What you need to do
Once the pictures are set aside, repeat all of the data below exactly.

Input data

▶

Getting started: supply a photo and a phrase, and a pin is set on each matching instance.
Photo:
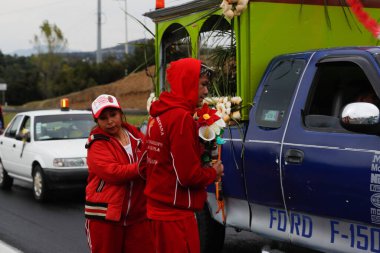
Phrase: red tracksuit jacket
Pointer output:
(115, 183)
(175, 177)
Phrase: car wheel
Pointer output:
(40, 185)
(6, 181)
(211, 232)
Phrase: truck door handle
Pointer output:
(294, 156)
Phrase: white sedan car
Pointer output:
(46, 148)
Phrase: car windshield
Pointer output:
(62, 126)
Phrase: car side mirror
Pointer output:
(24, 135)
(361, 117)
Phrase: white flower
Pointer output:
(150, 100)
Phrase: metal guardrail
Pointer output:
(19, 109)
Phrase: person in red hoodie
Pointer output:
(115, 207)
(176, 180)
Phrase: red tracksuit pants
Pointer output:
(180, 236)
(108, 237)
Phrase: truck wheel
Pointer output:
(211, 232)
(40, 188)
(6, 181)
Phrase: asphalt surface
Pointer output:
(58, 226)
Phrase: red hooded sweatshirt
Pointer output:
(176, 181)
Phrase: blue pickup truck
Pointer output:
(305, 168)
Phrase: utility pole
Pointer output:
(126, 27)
(99, 23)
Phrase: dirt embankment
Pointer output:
(132, 93)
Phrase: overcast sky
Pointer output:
(20, 21)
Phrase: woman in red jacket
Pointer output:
(115, 208)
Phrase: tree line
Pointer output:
(51, 73)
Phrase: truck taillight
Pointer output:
(65, 105)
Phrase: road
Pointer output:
(58, 226)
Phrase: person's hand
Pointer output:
(218, 167)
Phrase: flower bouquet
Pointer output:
(228, 107)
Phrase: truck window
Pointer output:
(335, 85)
(278, 91)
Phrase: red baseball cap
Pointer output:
(102, 102)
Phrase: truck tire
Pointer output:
(211, 232)
(6, 181)
(40, 184)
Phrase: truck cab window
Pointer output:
(278, 91)
(335, 85)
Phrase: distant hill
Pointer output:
(117, 51)
(132, 93)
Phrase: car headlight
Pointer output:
(69, 162)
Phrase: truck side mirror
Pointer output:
(361, 117)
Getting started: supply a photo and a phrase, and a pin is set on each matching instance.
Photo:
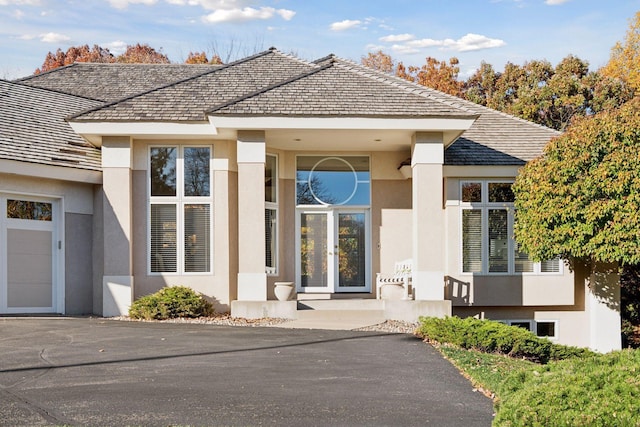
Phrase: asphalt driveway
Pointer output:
(96, 372)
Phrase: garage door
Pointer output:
(29, 255)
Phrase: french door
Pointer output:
(333, 250)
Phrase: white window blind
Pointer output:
(197, 238)
(180, 206)
(472, 240)
(163, 238)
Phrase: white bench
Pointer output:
(401, 277)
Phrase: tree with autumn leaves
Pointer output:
(536, 91)
(134, 54)
(580, 200)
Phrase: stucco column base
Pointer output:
(117, 295)
(603, 302)
(262, 309)
(252, 286)
(411, 311)
(428, 285)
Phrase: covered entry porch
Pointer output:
(333, 218)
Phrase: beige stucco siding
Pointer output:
(78, 263)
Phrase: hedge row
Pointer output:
(495, 337)
(170, 303)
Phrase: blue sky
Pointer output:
(496, 31)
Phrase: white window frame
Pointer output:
(273, 271)
(180, 200)
(485, 206)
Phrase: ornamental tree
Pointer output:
(581, 199)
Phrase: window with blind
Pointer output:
(488, 246)
(271, 213)
(180, 208)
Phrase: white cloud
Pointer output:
(54, 38)
(469, 42)
(345, 25)
(20, 2)
(213, 4)
(117, 47)
(474, 42)
(374, 47)
(247, 14)
(427, 43)
(404, 49)
(397, 38)
(123, 4)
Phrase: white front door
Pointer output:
(28, 255)
(333, 250)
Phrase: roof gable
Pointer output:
(111, 82)
(187, 100)
(34, 129)
(335, 90)
(495, 138)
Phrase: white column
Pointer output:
(427, 160)
(603, 305)
(252, 277)
(117, 280)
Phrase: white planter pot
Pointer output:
(283, 290)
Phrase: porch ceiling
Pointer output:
(339, 140)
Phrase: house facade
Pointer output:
(230, 178)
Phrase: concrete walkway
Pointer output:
(97, 372)
(344, 320)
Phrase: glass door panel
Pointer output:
(313, 250)
(351, 251)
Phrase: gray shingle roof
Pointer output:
(334, 89)
(272, 83)
(111, 82)
(33, 129)
(495, 138)
(188, 100)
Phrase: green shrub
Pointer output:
(169, 303)
(495, 337)
(600, 390)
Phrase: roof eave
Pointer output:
(94, 131)
(451, 126)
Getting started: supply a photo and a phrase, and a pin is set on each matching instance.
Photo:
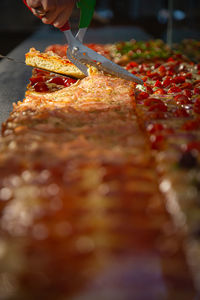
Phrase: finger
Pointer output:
(50, 17)
(50, 4)
(61, 19)
(34, 3)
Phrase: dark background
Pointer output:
(17, 23)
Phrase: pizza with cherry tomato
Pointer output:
(100, 179)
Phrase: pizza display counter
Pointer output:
(99, 179)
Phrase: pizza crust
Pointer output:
(52, 62)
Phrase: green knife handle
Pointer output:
(87, 10)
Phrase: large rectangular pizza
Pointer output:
(100, 179)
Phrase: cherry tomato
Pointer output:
(181, 113)
(186, 85)
(174, 90)
(157, 141)
(34, 80)
(152, 128)
(194, 145)
(41, 87)
(158, 83)
(166, 82)
(188, 93)
(160, 92)
(69, 81)
(196, 106)
(131, 65)
(149, 89)
(197, 91)
(191, 125)
(152, 101)
(162, 70)
(181, 99)
(58, 80)
(142, 95)
(158, 107)
(178, 79)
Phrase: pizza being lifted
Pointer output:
(52, 62)
(99, 181)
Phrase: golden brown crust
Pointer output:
(52, 62)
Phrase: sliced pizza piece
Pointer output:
(93, 92)
(52, 62)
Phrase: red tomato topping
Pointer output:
(158, 107)
(197, 91)
(131, 65)
(154, 76)
(57, 80)
(196, 107)
(166, 82)
(178, 79)
(188, 93)
(174, 90)
(41, 87)
(152, 128)
(181, 113)
(152, 101)
(191, 125)
(188, 75)
(182, 99)
(162, 70)
(69, 81)
(158, 83)
(41, 72)
(186, 85)
(157, 141)
(142, 95)
(34, 80)
(160, 92)
(195, 145)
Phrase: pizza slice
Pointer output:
(52, 62)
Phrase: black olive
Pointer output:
(188, 160)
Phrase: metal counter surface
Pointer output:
(14, 77)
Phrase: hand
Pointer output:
(55, 12)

◀

Solution below
Getting started: supply a photo and a phrase, and a pin is set on each matching instance.
Photo:
Phrase: red tracksuit jacket
Pointer output:
(115, 183)
(175, 177)
Phrase: car wheel
Pointer output:
(40, 185)
(6, 181)
(211, 232)
Phrase: truck door handle
Pointer output:
(294, 156)
Phrase: white sedan car
Pointer output:
(46, 148)
Phrase: car windshield
Pointer output:
(62, 126)
Phrase: car side mirror
Pointer output:
(24, 135)
(361, 117)
Phrase: white flower
Pointer output:
(150, 100)
Phrase: metal guardrail
Pointer output:
(19, 109)
Phrase: person in red hoodie
Pointer output:
(115, 207)
(176, 180)
Phrase: red tracksuit pants
Pointer output:
(180, 236)
(108, 237)
Phrase: truck wheel
Pointer output:
(211, 232)
(40, 188)
(6, 181)
Phrase: asphalt surface
Pointer output:
(58, 226)
Phrase: red hooded sweatshirt
Pointer output:
(176, 181)
Phrase: blue pickup truck
Pointer output:
(305, 168)
Phrase: utility pole
Pointer output:
(126, 27)
(99, 23)
Phrase: dirt embankment
Pointer output:
(132, 93)
Phrase: overcast sky
Pointer output:
(20, 21)
Phrase: woman in red jacket
Pointer output:
(115, 208)
Phrase: tree line
Pointer output:
(51, 73)
Phrase: truck taillight
Pointer output:
(65, 105)
Phrase: road
Pointer output:
(58, 226)
Phrase: person's hand
Pointer output:
(218, 167)
Phrase: flower bouquet
Pointer output:
(228, 107)
Phrase: truck window
Pointer output:
(335, 85)
(278, 91)
Phrase: red baseball cap
Pointer output:
(102, 102)
Phrase: truck tire
Pointer output:
(211, 232)
(6, 181)
(40, 184)
Phrase: truck cab window
Pointer output:
(278, 91)
(335, 85)
Phrase: distant hill
Pointer output:
(117, 51)
(132, 93)
Phrase: car headlight
Pointer output:
(69, 162)
Phrase: truck side mirror
Pointer output:
(361, 117)
Getting started: supply a photo and a phrase, and a pin is set on each matching instance.
Photo:
Phrase: asphalt driveway
Pointer output:
(96, 372)
Phrase: garage door
Pointer output:
(29, 255)
Phrase: french door
Pointer output:
(333, 250)
Phrase: white window blind
Pointer output:
(197, 238)
(180, 206)
(472, 240)
(163, 238)
Phrase: white bench
Pointer output:
(401, 277)
Phrase: tree with autumn leaves
Pointer output:
(536, 91)
(134, 54)
(580, 200)
Phrase: stucco column base
Pointer output:
(117, 295)
(603, 302)
(262, 309)
(252, 286)
(411, 311)
(428, 285)
Phrase: covered entry porch
Pointer output:
(333, 218)
Phrase: beige stucco siding
Pointer output:
(78, 263)
Phrase: hedge row
Pointer output:
(495, 337)
(170, 303)
Phrase: blue sky
Pointer output:
(496, 31)
Phrase: white window frame
Pointer output:
(273, 271)
(180, 200)
(485, 206)
Phrase: ornamental tree
Pointer output:
(581, 199)
Phrase: window with blind
Pointer output:
(488, 246)
(271, 213)
(180, 208)
Phrase: white cloud
Pointer output:
(54, 38)
(469, 42)
(345, 25)
(20, 2)
(213, 4)
(117, 47)
(474, 42)
(374, 47)
(247, 14)
(427, 43)
(404, 49)
(397, 38)
(123, 4)
Phrase: white front door
Pointer output:
(28, 255)
(333, 250)
Phrase: roof gable
Pointer output:
(111, 82)
(187, 100)
(34, 129)
(335, 90)
(495, 138)
Phrase: white column
Pointer output:
(427, 160)
(603, 305)
(252, 277)
(117, 280)
Phrase: white planter pot
Pointer output:
(283, 290)
Phrase: porch ceiling
Pointer output:
(339, 140)
Phrase: house facade
Pointer output:
(230, 178)
Phrase: concrete walkway
Pointer output:
(97, 372)
(344, 320)
Phrase: glass door panel
Pointer output:
(313, 250)
(351, 251)
Phrase: gray shingle roof
Pointer output:
(334, 89)
(272, 83)
(111, 82)
(33, 129)
(495, 138)
(188, 100)
Phrase: green shrub
Pointer output:
(169, 303)
(495, 337)
(600, 390)
Phrase: roof eave
Pointer output:
(94, 131)
(451, 126)
Getting started: supply a photo and a phrase, and a pin is set on each matching instance.
Photo:
Phrase: finger
Pointer output:
(50, 17)
(50, 4)
(61, 19)
(34, 3)
Phrase: dark background
Pointer output:
(17, 23)
Phrase: pizza with cherry tomato
Pointer output:
(100, 179)
Phrase: pizza display counter
Pointer output:
(99, 179)
Phrase: pizza crust
Pointer output:
(52, 62)
Phrase: green knife handle
Pointer output:
(87, 10)
Phrase: large rectangular pizza
Pointer output:
(100, 179)
Phrase: cherry tomato
Pointer output:
(181, 113)
(186, 85)
(174, 90)
(157, 141)
(34, 80)
(152, 128)
(194, 145)
(41, 87)
(158, 83)
(166, 82)
(188, 93)
(160, 92)
(69, 81)
(196, 106)
(131, 65)
(149, 89)
(197, 91)
(191, 125)
(152, 101)
(162, 70)
(181, 99)
(58, 80)
(142, 95)
(158, 107)
(178, 79)
Phrase: pizza being lifted
Pointer output:
(52, 62)
(99, 181)
Phrase: golden brown crust
Pointer output:
(52, 62)
Phrase: sliced pizza piece
Pointer output:
(93, 92)
(52, 62)
Phrase: red tomato topping
Pointer output:
(158, 107)
(197, 91)
(131, 65)
(154, 76)
(57, 80)
(196, 107)
(166, 82)
(178, 79)
(188, 93)
(174, 90)
(41, 87)
(152, 128)
(181, 113)
(152, 101)
(191, 125)
(188, 75)
(182, 99)
(162, 70)
(69, 81)
(158, 83)
(41, 72)
(186, 85)
(157, 141)
(142, 95)
(34, 80)
(160, 92)
(195, 145)
Phrase: pizza slice
Pointer output:
(52, 62)
Phrase: black olive
Pointer output:
(188, 160)
Phrase: metal counter surface
Pointer output:
(14, 77)
Phrase: hand
Pointer output:
(55, 12)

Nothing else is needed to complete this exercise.